### MATERIAL TO PROCESS
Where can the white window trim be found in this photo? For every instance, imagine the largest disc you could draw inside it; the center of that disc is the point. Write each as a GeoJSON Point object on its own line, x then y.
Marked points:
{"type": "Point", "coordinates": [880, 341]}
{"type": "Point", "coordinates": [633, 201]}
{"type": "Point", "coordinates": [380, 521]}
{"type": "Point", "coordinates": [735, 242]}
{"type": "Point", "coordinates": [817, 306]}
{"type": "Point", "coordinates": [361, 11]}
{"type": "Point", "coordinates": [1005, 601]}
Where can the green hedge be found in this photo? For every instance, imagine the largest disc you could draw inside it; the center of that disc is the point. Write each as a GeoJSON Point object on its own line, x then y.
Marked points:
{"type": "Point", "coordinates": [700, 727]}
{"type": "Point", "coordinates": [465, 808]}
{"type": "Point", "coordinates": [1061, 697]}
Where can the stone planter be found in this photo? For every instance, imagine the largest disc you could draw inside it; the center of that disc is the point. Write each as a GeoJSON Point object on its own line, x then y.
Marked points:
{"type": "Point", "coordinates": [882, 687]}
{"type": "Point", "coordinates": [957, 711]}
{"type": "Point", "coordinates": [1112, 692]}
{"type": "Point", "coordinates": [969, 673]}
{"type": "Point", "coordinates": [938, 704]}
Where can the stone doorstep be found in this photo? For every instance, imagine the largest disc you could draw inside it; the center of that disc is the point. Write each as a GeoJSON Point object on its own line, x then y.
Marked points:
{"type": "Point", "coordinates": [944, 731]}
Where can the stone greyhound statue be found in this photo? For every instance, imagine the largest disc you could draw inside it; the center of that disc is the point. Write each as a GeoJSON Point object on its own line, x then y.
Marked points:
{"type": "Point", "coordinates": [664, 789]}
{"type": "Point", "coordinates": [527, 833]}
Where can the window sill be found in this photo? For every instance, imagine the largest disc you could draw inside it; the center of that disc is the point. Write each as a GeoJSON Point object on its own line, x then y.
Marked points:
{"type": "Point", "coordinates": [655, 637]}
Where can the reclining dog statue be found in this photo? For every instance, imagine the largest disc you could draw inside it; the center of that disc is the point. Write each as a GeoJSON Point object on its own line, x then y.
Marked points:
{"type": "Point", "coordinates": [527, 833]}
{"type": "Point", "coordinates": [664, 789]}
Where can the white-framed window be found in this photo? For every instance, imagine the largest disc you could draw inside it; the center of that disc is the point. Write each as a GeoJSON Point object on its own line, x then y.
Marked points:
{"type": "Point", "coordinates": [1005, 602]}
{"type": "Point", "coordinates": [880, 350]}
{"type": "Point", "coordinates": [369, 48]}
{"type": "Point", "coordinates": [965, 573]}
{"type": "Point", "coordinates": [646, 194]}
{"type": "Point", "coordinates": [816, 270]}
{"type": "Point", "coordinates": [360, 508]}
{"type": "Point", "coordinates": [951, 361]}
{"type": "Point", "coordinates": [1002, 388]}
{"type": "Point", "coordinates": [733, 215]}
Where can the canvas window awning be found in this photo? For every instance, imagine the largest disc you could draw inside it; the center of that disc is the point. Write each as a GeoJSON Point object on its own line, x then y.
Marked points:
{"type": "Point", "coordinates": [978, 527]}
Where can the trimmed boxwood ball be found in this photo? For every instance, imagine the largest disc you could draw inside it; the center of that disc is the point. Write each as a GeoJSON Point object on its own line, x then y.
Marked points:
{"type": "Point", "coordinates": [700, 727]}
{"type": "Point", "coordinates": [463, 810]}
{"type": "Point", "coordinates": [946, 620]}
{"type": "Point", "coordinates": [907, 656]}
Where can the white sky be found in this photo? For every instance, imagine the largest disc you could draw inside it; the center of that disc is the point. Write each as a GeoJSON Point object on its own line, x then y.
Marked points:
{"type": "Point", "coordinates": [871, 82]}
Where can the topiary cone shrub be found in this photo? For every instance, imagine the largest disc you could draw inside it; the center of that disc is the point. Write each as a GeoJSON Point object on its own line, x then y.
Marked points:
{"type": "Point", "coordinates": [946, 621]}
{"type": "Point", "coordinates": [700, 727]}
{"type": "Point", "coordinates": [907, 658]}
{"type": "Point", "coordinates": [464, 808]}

### WHAT IS REQUIRED
Only the lines from the one containing "Where can the topiary" through the end of the entries above belong in the answer; repeat them exactly.

### COMPLETE ANSWER
Where can the topiary cone shrub be found in this photo? For every instance, imagine the largest disc you could draw inside it; the center of that disc is the point. Write each as a GeoJSON Point object on its own line, x then y.
Marked points:
{"type": "Point", "coordinates": [946, 621]}
{"type": "Point", "coordinates": [700, 727]}
{"type": "Point", "coordinates": [907, 658]}
{"type": "Point", "coordinates": [464, 808]}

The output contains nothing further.